* _YOUR OBJECTIVE_: Retype each of the records below line for line, keeping every character as it appears.
== DATASET EXCERPTS ==
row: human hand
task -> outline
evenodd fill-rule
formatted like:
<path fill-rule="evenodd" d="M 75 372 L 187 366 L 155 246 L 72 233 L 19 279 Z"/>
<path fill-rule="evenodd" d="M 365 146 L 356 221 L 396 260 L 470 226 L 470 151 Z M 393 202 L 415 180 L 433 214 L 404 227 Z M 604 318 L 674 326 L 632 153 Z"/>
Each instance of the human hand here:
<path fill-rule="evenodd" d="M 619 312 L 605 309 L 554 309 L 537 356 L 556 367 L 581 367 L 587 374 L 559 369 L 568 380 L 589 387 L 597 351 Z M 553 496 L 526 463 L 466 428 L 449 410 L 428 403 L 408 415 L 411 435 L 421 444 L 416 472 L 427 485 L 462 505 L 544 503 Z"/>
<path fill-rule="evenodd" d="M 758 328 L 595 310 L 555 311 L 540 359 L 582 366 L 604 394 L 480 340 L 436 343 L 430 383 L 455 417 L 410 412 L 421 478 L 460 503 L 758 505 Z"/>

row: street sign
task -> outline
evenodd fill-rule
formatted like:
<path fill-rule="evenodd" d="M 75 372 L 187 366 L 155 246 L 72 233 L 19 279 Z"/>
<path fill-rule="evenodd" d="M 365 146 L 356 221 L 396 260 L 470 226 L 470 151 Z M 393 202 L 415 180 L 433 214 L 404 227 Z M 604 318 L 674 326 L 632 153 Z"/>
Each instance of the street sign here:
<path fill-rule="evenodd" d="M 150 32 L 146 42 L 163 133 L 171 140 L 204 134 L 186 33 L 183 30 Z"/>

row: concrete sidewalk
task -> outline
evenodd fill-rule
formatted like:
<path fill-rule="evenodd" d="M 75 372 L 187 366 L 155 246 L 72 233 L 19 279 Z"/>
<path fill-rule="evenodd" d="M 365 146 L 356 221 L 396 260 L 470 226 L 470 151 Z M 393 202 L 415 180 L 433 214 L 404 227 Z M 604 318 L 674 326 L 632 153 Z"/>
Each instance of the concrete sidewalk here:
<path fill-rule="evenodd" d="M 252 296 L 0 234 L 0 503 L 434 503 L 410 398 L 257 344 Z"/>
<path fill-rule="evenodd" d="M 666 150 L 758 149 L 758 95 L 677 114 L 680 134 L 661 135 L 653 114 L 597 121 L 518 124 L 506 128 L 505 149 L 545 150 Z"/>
===
* _OUTPUT FOR THIS EXERCISE_:
row: human hand
task -> outline
evenodd fill-rule
formatted like:
<path fill-rule="evenodd" d="M 75 372 L 187 366 L 155 246 L 72 233 L 19 279 Z"/>
<path fill-rule="evenodd" d="M 365 146 L 356 221 L 396 260 L 470 226 L 470 151 Z M 393 202 L 415 180 L 433 214 L 404 227 Z M 604 318 L 674 326 L 632 153 Z"/>
Each instance of the human hand here:
<path fill-rule="evenodd" d="M 619 312 L 605 309 L 554 309 L 537 356 L 556 367 L 581 367 L 587 374 L 559 369 L 568 380 L 589 387 L 597 351 Z M 553 496 L 526 463 L 466 428 L 449 410 L 428 403 L 408 415 L 411 435 L 421 444 L 416 472 L 427 485 L 462 505 L 544 503 Z"/>
<path fill-rule="evenodd" d="M 758 328 L 595 310 L 555 311 L 540 359 L 582 366 L 604 394 L 480 340 L 436 343 L 430 383 L 455 417 L 410 412 L 421 478 L 460 503 L 758 505 Z"/>

row: street sign
task -> outline
evenodd fill-rule
formatted like:
<path fill-rule="evenodd" d="M 75 372 L 187 366 L 155 246 L 72 233 L 19 279 Z"/>
<path fill-rule="evenodd" d="M 365 146 L 356 221 L 396 260 L 470 226 L 470 151 Z M 393 202 L 415 180 L 433 214 L 404 227 Z M 604 318 L 674 326 L 632 153 Z"/>
Each instance of the street sign here:
<path fill-rule="evenodd" d="M 150 32 L 146 42 L 163 133 L 171 140 L 204 134 L 186 33 L 183 30 Z"/>

row: concrete sidewalk
task -> outline
evenodd fill-rule
formatted like:
<path fill-rule="evenodd" d="M 75 372 L 187 366 L 155 246 L 72 233 L 19 279 Z"/>
<path fill-rule="evenodd" d="M 365 146 L 356 221 L 396 260 L 470 226 L 470 151 Z M 393 202 L 415 180 L 433 214 L 404 227 Z M 604 318 L 674 326 L 632 153 Z"/>
Each instance of the concrete sidewalk here:
<path fill-rule="evenodd" d="M 252 296 L 0 234 L 0 503 L 434 503 L 410 398 L 257 344 Z"/>
<path fill-rule="evenodd" d="M 666 150 L 758 149 L 758 95 L 677 114 L 680 134 L 661 135 L 653 114 L 597 121 L 518 124 L 506 128 L 505 149 L 545 150 Z"/>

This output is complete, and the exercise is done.